What this task involves: Please restate each entry below, word for word.

━━━ Information shown ━━━

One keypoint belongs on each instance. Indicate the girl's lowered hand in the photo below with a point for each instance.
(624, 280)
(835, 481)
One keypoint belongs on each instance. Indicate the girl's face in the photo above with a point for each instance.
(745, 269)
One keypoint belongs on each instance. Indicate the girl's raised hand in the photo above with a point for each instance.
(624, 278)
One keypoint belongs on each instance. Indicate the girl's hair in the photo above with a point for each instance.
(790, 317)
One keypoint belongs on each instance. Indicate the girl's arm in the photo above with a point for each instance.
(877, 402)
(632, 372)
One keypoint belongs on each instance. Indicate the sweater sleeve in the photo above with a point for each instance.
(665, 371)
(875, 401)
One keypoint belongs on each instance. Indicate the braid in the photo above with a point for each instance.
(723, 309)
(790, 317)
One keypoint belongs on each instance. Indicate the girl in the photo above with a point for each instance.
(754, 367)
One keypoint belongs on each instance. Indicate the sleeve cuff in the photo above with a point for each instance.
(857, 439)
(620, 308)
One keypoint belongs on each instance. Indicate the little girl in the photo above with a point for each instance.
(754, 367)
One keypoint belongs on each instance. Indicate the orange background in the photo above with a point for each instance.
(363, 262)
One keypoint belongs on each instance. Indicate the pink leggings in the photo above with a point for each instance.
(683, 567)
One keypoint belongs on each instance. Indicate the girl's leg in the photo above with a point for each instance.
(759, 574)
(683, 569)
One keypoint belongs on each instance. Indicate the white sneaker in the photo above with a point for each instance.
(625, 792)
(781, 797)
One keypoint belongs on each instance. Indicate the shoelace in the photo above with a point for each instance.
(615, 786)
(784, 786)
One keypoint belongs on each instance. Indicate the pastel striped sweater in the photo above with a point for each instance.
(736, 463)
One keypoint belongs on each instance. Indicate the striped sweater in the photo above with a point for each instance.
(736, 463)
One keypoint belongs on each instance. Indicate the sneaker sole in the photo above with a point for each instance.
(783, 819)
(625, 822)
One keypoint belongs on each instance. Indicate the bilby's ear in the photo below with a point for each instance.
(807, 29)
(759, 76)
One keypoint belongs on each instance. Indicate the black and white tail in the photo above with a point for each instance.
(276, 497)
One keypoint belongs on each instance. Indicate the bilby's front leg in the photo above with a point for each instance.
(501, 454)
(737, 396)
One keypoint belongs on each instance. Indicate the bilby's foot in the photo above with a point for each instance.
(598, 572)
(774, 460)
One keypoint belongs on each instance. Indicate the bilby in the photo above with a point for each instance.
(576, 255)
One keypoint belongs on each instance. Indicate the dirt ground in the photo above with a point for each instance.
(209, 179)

━━━

Answer to this task:
One keypoint belongs on each instance. Indicate the girl's lowered hand in the photo below with a point for each instance.
(624, 280)
(835, 481)
One keypoint belongs on each instance. Indicate the girl's face in the photo above with a point for each instance.
(745, 269)
One keypoint belongs on each instance. Indicate the girl's raised hand in the photo above with a point for each instance.
(624, 278)
One keypoint belongs on each instance. Indicate the girl's hair in the photo above with a point for each instance.
(790, 317)
One keypoint belongs on each instance. Indicate the girl's arm in the photo above with a point for each instance.
(877, 402)
(632, 372)
One keypoint belongs on each instance. Indicate the sweater sleeve in the photo above with a point for each instance.
(665, 371)
(875, 401)
One keypoint belongs on each instance. Indicate the braid in the photo above with a point for each instance.
(723, 309)
(790, 317)
One keypoint belongs on each instance. Indicate the girl in the photo above with a point for each instance.
(754, 367)
One keypoint belongs on each instance. Indicate the sleeve cuff in the photo above with a point for each instance.
(857, 439)
(620, 308)
One keypoint belongs on each instance. Indicate the little girl in the photo above with a point for each instance.
(754, 367)
One keypoint belongs on each instance. Indicate the orange background in the photo above with a point for each instance.
(363, 262)
One keypoint belongs on each instance. Indicate the pink leggings in the photo above with a point for each instance.
(683, 567)
One keypoint belongs on each instance. Indicate the girl's leg in the photo above with a point for each instance.
(759, 574)
(683, 569)
One keypoint belongs on each instance. Indicate the white sneaker in the photo above with a point for each instance.
(625, 792)
(781, 797)
One keypoint belongs on each instance. Indicate the shoelace in the photo above with a point for each instance.
(615, 786)
(784, 786)
One keypoint belongs on each instance. Indicate the pastel striped sweater in the photo above with a point for each instance.
(736, 463)
One keypoint belongs on each instance. Indicate the striped sweater in the photo above with a point for each instance.
(736, 463)
One keypoint belongs on each instance. Indicate the sneaker sole in the photo above with a point for each instance.
(783, 819)
(625, 822)
One keypoint belongs on each instance. Indicate the bilby's ear in the photo below with a point for each instance.
(807, 29)
(759, 76)
One keypoint belongs on each instance. Indicate the black and white tail in the photo above with a point for each instance.
(276, 497)
One keypoint belongs on each instance. Indicate the bilby's front leg in the photo above with a point for each instance.
(501, 454)
(737, 396)
One keypoint belongs on each instance. Indicate the bilby's foot in the photo above with a point for each instance.
(598, 572)
(774, 460)
One keypoint belongs on each instance. Indicate the bilby in the photo above with a point for each instance.
(576, 255)
One keypoint belongs on each instance. Indicate the dirt ground in the photo above with a point for each instance.
(209, 179)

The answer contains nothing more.